* Begin RECORDS FOR PROCESSING *
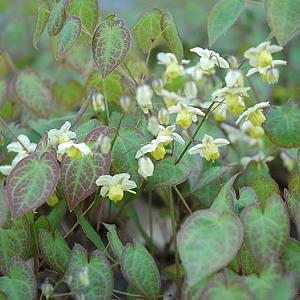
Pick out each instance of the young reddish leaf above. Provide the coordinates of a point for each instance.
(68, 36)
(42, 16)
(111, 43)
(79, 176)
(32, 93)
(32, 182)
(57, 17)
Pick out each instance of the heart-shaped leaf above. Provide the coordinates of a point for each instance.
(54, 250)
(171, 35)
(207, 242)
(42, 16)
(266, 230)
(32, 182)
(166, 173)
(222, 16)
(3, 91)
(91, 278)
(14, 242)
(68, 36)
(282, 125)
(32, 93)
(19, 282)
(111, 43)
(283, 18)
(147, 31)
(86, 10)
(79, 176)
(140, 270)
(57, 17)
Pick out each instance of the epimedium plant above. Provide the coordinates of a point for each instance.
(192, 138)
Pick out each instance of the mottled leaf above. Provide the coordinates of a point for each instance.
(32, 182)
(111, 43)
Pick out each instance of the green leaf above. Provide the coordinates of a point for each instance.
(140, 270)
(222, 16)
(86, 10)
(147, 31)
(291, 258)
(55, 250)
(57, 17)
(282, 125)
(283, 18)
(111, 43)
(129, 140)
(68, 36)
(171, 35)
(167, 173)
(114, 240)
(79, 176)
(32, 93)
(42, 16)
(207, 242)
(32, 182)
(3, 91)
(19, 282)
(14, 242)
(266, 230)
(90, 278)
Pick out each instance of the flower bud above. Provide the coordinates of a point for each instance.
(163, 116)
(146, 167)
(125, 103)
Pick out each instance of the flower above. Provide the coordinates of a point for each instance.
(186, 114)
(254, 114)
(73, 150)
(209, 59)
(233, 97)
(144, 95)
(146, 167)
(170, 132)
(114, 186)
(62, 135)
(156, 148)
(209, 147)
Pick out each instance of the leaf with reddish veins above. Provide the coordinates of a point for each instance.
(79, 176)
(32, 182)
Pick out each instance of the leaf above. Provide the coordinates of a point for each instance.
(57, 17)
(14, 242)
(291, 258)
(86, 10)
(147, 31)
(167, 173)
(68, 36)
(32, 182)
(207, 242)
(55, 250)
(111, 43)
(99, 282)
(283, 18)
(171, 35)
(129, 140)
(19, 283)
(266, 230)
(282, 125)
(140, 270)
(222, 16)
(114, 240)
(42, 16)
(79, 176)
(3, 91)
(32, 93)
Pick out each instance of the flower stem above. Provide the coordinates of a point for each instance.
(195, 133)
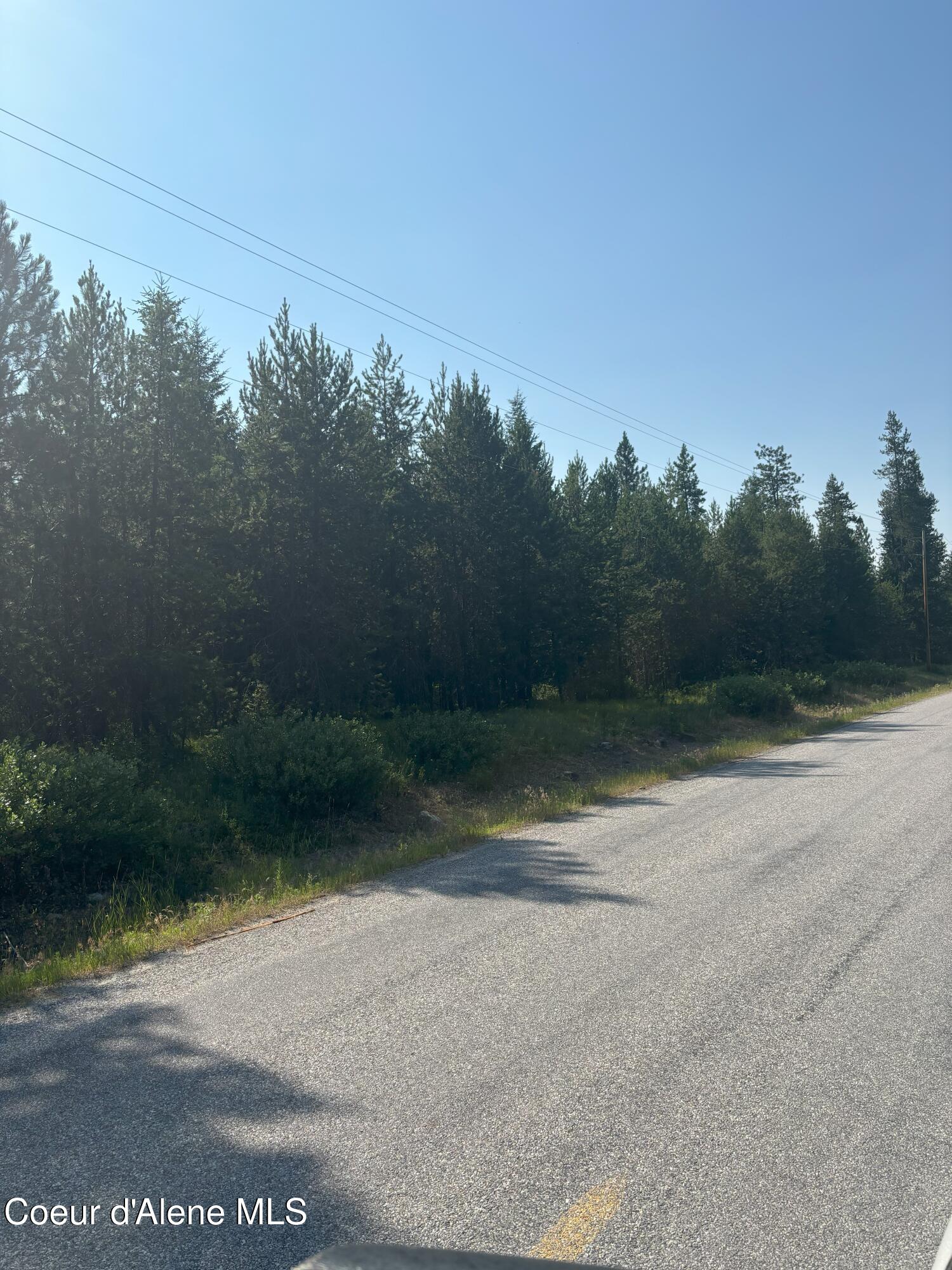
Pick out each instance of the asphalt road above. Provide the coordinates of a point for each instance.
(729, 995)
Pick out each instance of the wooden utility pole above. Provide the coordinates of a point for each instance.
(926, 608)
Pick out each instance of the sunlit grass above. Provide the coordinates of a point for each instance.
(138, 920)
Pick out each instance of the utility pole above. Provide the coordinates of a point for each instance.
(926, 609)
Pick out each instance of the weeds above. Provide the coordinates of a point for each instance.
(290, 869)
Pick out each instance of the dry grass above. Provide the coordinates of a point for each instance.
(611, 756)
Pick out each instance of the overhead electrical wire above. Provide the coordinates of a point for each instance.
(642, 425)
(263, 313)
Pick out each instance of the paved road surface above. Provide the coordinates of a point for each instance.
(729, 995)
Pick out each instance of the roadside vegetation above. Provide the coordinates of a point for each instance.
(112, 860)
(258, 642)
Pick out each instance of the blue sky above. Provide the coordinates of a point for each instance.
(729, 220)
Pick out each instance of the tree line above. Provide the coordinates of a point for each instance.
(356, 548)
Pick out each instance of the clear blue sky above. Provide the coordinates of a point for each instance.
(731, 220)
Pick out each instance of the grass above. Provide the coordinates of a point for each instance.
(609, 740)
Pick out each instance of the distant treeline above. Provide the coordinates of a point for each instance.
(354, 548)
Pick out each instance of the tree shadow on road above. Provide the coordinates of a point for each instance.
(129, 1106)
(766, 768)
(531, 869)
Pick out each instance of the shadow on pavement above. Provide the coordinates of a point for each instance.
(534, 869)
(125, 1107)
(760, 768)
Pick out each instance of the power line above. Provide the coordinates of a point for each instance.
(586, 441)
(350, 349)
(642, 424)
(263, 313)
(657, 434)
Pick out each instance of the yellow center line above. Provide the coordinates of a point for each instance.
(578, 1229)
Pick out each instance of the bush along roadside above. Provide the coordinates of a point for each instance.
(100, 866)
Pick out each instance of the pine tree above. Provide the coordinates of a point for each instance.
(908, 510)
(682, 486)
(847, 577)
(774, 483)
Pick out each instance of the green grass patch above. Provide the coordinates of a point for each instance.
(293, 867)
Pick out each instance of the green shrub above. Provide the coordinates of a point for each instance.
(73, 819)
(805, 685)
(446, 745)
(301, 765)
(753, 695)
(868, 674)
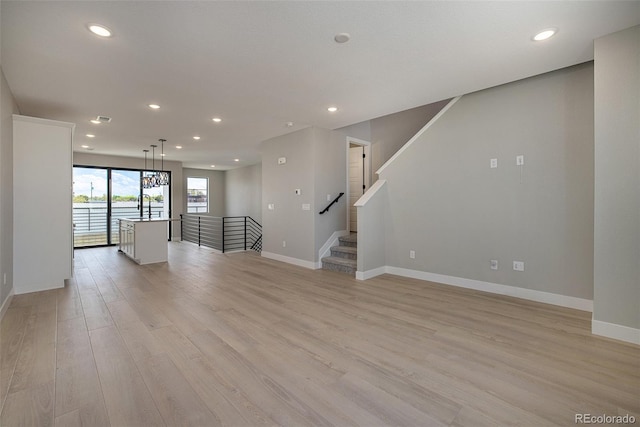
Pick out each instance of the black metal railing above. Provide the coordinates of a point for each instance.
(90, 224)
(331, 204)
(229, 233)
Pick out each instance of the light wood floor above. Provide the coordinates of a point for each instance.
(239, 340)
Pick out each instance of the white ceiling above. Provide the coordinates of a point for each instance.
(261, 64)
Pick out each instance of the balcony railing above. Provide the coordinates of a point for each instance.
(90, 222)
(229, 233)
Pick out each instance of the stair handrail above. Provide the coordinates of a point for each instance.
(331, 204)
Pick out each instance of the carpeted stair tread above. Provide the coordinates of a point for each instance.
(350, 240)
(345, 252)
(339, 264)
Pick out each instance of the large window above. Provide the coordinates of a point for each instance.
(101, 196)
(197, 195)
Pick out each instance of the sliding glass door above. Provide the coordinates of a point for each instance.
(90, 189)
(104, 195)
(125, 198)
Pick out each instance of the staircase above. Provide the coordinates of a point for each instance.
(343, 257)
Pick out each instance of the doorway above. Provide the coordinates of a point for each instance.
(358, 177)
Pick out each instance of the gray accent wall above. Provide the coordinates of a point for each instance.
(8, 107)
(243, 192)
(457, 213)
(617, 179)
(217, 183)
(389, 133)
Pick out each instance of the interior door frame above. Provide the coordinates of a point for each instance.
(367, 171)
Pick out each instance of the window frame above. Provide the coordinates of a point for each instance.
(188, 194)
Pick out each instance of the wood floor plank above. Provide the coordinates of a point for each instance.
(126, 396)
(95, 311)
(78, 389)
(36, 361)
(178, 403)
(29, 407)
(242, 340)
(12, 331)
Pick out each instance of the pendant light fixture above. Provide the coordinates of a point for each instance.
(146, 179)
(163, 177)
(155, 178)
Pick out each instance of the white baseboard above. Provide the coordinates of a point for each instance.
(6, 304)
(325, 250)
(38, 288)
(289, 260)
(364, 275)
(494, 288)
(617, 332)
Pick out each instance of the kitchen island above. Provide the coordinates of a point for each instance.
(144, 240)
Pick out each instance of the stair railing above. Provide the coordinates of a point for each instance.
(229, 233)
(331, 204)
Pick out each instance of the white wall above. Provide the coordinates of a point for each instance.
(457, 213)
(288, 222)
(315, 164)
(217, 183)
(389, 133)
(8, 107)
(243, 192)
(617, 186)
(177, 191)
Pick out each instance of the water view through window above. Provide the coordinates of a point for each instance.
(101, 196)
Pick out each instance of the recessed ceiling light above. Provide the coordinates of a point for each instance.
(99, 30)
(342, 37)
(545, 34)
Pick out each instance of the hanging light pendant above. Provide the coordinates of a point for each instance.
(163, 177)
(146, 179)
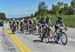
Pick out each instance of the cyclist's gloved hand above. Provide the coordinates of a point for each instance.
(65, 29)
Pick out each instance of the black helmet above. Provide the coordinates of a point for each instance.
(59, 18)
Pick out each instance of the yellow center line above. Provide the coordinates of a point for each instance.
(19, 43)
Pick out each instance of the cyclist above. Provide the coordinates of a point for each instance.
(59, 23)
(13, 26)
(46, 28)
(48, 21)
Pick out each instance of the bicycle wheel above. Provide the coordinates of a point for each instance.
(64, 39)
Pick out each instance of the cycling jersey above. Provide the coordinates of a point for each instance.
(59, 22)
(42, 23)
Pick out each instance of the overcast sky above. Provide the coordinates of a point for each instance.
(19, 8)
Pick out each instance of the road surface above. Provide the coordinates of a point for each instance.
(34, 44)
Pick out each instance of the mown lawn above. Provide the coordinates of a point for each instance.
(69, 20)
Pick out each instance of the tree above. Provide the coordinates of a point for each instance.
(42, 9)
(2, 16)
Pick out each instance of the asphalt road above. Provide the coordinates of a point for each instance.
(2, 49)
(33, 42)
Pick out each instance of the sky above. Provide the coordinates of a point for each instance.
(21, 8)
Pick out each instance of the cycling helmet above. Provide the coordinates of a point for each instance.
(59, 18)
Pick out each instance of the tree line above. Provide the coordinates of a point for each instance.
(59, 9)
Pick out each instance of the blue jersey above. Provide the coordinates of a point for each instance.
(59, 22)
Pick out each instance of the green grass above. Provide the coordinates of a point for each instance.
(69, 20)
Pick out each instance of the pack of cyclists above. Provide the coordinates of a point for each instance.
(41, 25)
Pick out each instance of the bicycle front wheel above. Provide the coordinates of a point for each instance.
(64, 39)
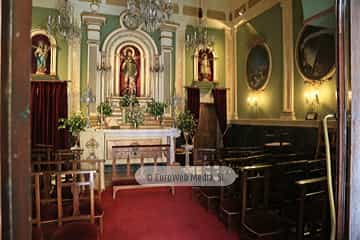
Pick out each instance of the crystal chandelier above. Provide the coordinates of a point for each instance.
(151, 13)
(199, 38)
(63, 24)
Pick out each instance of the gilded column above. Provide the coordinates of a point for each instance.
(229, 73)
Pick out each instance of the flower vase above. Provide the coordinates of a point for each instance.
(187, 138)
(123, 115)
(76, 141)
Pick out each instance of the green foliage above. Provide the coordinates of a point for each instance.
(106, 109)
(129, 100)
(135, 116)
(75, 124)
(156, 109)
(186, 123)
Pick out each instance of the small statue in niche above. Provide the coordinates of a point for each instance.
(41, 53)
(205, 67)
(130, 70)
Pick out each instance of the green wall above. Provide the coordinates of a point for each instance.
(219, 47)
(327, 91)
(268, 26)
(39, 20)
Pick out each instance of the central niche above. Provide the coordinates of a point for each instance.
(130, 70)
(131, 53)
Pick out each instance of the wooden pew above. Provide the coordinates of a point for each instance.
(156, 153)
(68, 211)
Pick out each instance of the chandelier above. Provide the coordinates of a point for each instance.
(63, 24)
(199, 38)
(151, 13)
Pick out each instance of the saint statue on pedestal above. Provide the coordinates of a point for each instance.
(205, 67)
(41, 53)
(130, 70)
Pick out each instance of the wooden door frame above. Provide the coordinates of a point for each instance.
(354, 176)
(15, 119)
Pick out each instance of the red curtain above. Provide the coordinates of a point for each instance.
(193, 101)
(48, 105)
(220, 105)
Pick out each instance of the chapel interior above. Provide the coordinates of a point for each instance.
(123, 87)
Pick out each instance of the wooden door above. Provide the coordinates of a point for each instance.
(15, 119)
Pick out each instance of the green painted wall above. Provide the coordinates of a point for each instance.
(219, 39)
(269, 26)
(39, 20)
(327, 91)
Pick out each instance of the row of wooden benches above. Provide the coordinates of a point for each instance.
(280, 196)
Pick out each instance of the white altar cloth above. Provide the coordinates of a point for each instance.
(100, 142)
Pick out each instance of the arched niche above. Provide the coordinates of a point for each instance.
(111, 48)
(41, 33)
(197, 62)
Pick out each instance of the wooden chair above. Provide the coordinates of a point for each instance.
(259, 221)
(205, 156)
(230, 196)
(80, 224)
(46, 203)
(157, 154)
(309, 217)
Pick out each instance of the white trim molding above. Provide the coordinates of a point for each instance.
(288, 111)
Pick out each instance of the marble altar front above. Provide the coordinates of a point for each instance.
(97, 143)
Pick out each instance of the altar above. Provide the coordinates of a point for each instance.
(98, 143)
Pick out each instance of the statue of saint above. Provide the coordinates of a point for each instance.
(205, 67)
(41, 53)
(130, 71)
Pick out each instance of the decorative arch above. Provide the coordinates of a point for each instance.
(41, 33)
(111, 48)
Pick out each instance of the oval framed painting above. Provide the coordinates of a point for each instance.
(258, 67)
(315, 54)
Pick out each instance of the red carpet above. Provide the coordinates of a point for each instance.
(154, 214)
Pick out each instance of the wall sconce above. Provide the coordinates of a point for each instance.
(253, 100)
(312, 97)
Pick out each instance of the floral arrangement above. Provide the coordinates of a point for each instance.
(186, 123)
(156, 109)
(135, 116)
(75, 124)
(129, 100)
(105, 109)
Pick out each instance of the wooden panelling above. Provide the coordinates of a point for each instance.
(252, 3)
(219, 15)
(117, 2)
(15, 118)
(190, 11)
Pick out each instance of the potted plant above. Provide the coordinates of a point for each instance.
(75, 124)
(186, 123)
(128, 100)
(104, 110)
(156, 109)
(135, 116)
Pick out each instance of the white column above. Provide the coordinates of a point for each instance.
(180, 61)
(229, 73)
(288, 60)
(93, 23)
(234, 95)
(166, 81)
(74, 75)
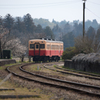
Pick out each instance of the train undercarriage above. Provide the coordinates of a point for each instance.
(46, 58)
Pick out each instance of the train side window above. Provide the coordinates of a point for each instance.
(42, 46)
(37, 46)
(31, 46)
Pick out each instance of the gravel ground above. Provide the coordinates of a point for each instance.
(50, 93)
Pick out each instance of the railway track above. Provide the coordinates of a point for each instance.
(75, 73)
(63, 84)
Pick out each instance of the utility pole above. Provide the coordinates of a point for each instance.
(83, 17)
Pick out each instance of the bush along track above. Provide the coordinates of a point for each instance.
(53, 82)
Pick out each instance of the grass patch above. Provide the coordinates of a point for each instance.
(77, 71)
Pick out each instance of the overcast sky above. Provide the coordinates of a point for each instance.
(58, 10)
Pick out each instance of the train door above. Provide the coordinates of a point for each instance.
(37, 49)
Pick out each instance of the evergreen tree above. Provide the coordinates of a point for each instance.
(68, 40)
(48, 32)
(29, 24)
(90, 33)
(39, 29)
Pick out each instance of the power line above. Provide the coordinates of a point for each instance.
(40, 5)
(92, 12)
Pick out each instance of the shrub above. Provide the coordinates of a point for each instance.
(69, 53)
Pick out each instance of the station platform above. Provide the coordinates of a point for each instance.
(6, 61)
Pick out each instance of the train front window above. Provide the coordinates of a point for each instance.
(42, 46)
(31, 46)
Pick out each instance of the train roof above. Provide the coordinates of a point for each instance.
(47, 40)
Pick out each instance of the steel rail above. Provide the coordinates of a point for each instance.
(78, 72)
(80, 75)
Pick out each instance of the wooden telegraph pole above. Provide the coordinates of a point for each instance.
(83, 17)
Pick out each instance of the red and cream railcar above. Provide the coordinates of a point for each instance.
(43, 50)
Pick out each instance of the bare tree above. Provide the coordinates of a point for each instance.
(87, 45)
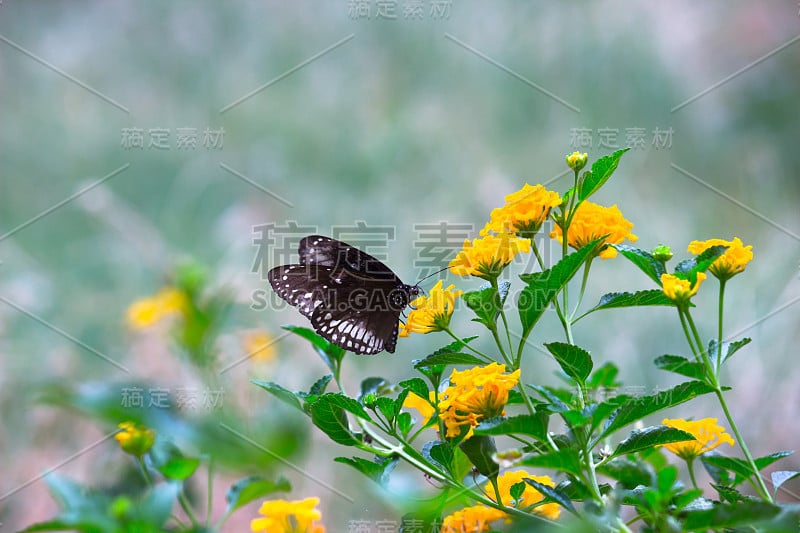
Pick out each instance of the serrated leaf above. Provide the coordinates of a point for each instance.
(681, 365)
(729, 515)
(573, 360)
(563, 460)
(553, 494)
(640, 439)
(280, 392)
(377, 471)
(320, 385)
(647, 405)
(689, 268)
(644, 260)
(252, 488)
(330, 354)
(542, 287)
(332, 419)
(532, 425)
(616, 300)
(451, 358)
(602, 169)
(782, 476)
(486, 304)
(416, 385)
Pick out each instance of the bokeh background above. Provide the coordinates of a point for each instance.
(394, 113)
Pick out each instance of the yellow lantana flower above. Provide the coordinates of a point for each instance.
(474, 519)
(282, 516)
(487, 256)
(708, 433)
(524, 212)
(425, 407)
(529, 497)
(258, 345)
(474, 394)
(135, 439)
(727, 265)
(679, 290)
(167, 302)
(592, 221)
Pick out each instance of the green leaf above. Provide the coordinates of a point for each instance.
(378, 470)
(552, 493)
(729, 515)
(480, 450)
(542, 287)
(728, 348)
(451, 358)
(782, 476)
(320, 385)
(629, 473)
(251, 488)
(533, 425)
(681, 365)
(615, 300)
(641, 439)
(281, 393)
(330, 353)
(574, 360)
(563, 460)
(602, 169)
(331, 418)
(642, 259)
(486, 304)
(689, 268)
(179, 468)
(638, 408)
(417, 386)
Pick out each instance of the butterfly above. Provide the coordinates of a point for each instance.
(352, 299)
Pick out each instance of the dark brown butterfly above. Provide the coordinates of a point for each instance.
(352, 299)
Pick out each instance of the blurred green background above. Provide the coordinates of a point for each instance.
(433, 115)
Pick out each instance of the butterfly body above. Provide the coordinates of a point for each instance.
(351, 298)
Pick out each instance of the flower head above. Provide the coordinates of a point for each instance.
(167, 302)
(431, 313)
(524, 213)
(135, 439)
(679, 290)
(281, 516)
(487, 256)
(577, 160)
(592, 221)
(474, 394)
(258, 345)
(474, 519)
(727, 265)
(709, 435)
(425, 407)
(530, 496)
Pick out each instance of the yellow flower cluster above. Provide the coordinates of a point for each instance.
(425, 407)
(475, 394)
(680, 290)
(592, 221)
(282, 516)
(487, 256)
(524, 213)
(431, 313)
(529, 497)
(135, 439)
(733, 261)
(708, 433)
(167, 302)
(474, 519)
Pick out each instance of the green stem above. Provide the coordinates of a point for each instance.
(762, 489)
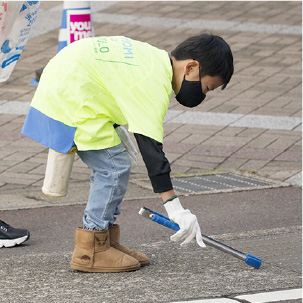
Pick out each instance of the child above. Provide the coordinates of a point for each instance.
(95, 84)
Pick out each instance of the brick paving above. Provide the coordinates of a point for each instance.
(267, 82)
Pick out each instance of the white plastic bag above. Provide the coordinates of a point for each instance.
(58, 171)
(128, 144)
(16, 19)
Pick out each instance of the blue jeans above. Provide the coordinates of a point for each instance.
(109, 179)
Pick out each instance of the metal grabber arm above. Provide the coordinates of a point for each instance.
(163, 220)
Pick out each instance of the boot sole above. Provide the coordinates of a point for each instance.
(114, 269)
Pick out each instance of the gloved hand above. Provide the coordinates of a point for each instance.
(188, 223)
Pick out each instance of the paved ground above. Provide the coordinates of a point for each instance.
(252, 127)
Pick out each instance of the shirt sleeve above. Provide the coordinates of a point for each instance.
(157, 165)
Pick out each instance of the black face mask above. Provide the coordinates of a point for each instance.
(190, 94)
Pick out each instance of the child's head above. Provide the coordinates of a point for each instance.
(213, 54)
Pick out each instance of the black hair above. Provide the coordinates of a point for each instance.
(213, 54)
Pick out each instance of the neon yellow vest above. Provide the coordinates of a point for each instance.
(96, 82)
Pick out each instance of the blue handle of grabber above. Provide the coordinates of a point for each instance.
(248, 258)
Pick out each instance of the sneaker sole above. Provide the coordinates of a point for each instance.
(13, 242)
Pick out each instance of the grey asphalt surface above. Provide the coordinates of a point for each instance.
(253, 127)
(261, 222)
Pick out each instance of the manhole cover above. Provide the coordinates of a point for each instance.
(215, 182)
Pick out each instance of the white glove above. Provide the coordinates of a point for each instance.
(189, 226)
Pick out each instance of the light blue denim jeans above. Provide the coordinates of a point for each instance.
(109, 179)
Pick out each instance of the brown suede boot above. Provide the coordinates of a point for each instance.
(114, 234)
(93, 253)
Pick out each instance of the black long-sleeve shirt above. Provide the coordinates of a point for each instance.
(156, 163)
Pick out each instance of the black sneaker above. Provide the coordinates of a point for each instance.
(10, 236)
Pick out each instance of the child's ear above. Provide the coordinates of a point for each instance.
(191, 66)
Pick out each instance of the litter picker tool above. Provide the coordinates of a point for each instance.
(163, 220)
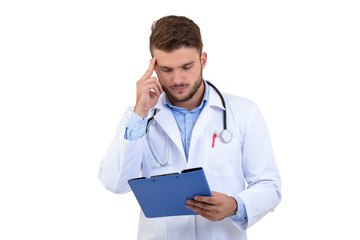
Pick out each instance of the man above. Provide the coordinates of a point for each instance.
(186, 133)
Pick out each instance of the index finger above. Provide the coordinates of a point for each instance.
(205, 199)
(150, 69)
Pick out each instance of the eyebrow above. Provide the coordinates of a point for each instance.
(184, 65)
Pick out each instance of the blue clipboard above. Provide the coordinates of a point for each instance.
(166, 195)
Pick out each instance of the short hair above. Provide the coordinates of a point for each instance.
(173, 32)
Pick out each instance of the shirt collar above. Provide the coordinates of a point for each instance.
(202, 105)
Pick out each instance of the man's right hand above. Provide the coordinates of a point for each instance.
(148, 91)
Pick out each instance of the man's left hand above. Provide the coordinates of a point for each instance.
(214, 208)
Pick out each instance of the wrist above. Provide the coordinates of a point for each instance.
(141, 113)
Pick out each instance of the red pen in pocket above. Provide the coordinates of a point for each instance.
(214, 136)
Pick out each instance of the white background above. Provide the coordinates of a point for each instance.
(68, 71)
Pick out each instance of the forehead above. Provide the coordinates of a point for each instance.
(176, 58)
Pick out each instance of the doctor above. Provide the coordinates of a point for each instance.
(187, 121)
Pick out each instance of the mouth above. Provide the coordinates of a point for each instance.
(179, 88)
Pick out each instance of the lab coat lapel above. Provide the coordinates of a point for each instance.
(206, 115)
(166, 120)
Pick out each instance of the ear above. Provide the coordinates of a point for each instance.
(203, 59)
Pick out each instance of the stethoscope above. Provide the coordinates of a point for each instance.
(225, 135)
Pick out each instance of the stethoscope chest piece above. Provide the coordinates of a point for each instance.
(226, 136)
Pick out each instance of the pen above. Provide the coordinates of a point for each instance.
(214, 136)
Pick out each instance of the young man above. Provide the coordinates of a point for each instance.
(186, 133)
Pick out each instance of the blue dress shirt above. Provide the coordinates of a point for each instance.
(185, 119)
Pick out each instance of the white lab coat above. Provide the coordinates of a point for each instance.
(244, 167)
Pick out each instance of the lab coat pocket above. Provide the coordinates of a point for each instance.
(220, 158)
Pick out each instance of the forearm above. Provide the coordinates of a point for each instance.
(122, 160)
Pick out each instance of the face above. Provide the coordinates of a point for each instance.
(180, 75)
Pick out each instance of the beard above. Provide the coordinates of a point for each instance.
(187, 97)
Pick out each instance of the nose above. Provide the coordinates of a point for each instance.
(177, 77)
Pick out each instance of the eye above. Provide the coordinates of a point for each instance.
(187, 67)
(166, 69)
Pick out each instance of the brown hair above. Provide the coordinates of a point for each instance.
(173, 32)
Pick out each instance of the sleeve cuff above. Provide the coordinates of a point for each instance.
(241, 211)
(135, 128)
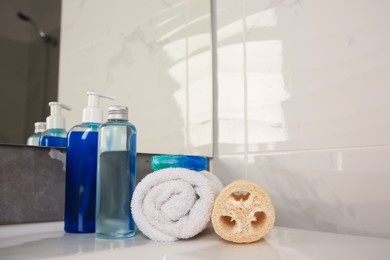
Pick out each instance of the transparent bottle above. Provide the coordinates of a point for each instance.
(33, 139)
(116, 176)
* End RECORDS FOR PROCESSING *
# BRIEF
Retype exactly, please, the span from the line holding "Pick out each instance of the forearm" through the closing line of the data, both ends included, without the pictures.

# FINISHED ANSWER
Pick out each instance of the forearm above. Provide the coordinates of a point for each instance.
(122, 160)
Pick out each instance of the face above. Provide the coordinates of a point for each instance.
(180, 75)
Pick out each instance of the beard above. Provide the coordinates of a point for each instance.
(187, 97)
Pick out each instance of the nose above. Provide the coordinates of a point for each instance.
(177, 77)
Pick out each instance of the eye above. Provide the coordinates of a point for each instance.
(187, 67)
(166, 69)
Pick out each instance of the brown hair above. Provide the coordinates of a point for each instance.
(173, 32)
Pick out each instance of the sleeve cuff above. Provide the coordinates of a point for each instance.
(241, 211)
(135, 128)
Pick out each instance of the transparent bottle above. Provide the coordinates of a point for each instance.
(33, 139)
(116, 176)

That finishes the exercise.